**Your objective**
Transcribe the ETS-1 and ETS-2 eye study passage, starting at "We also detected" and ending at "of the eye.".

**Given text**
----------------

We also detected immunoreactivity for ETS-1 and ETS-2 in other adult mouse eye structures (Figure 2) such as the ciliary bodies, corneal epithelium, keratocytes, and corneal endothelial cells. In the mouse adult retina, ETS-1 is mostly present in the nuclei while ETS-2 is mostly present in the cytosol with smaller amounts present in the nuclei. ETS-2 was present in large amounts in dendritic, synaptic, and axonal retinal areas. The possibility of a structural role for ETS-2 in addition to its role as a transcription factor cannot be ruled out for retinal neurons. These findings suggest that ETS-1 and ETS-2 have overlapping but distinct roles in the biological functions of the eye.

ETS-1 and ETS-2 are upregulated in a murine model of ocular cancer

We investigated the roles of ETS-1 and ETS-2 in the development of pigment neoplasms using semi-quantitative RT–PCR to compare mRNA levels for ETS-1 and ETS-2 in normal (WT) and tumoral mouse model (TYRP-1-TAg) whole eyes. Cytophilin was used as an internal standard for relative quantification of ETS-1 and ETS-2 mRNA levels. We determined ETS-1 and ETS-2 mRNA levels at P15, P20, P25, P30, and three months of age (Figure 3A,C). The ETS-1/cyclophilin mRNA ratio in whole eyes almost doubled between P25 and three months in TYRP-1-TAg mice but not in WT mice (Figure 3A). ETS-2 mRNA levels were significantly higher in the TYRP-1-TAg model than in wild-type mice. At P25, ETS-2 mRNA levels were more than four times higher in TYRP-1-TAg than in the wild-type. ETS-2 mRNA levels were slightly lower in TYRP-1-TAg than in WT mouse eyes at P30 and at three months (Figure 3C).

We investigated the consequences of this upregulation of ETS-1 and ETS-2 mRNA levels by western blotting to compare protein levels. We studied ETS-1 and ETS-2 protein levels at the same time points in Tyrp1-TAg and WT mice (Figure 3E-H). ETS-1 and ETS-2 protein levels were significantly higher in Tyrp1-TAg than in wild-type mice for all time points between P25 and three months. ETS-1 protein was first detected in WT eyes at P25 by western blotting. The exposure time allowing the readily detection of ETS-1 and ETS-2 by western blotting in the retina of wild-type CB6 mice gave highly saturated signals for ETS-1 protein extracted from eyes affected by ocular tumor. However, the levels of ETS-2 protein in eyes with ocular tumor could still be quantified and interpreted using this exposure time. The ETS-1 signal was not detected on western blots of normal eyes using shorter exposure times but was readily detected and quantified on western blots of ocular tumors from transgenic mice. These results show a marked increase in protein levels for ETS-1 and ETS-2 after P25 in transgenic mice compared to the control mice.

----------------

**Phrase grounding data**
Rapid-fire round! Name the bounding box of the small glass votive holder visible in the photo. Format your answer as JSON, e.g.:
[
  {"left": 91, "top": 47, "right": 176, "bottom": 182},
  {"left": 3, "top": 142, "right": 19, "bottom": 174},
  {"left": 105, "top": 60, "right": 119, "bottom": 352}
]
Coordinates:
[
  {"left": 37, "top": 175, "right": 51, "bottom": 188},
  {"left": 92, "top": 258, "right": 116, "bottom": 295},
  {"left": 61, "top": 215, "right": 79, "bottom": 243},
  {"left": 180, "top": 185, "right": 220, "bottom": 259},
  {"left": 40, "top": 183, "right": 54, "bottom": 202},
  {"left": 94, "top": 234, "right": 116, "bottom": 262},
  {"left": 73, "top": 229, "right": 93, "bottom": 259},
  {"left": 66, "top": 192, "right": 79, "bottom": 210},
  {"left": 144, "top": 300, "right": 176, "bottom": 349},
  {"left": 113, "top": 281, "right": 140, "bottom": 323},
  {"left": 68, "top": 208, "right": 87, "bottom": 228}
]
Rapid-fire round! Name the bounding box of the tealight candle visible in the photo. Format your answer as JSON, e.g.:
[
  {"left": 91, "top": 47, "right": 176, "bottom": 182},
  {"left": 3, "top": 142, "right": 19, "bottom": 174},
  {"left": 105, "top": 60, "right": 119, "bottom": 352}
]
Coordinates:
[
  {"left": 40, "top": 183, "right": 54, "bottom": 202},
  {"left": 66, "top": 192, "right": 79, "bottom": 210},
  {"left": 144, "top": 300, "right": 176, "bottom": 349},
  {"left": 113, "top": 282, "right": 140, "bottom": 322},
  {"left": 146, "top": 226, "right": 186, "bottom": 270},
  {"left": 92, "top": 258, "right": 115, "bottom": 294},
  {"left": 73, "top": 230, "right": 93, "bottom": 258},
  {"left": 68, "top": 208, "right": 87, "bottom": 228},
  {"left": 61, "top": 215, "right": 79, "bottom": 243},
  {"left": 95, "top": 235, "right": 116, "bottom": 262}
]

----------------

**Answer section**
We also detected immunoreactivity for ETS-1 and ETS-2 in other adult mouse eye structures (Figure 2) such as the ciliary bodies, corneal epithelium, keratocytes, and corneal endothelial cells. In the mouse adult retina, ETS-1 is mostly present in the nuclei while ETS-2 is mostly present in the cytosol with smaller amounts present in the nuclei. ETS-2 was present in large amounts in dendritic, synaptic, and axonal retinal areas. The possibility of a structural role for ETS-2 in addition to its role as a transcription factor cannot be ruled out for retinal neurons. These findings suggest that ETS-1 and ETS-2 have overlapping but distinct roles in the biological functions of the eye.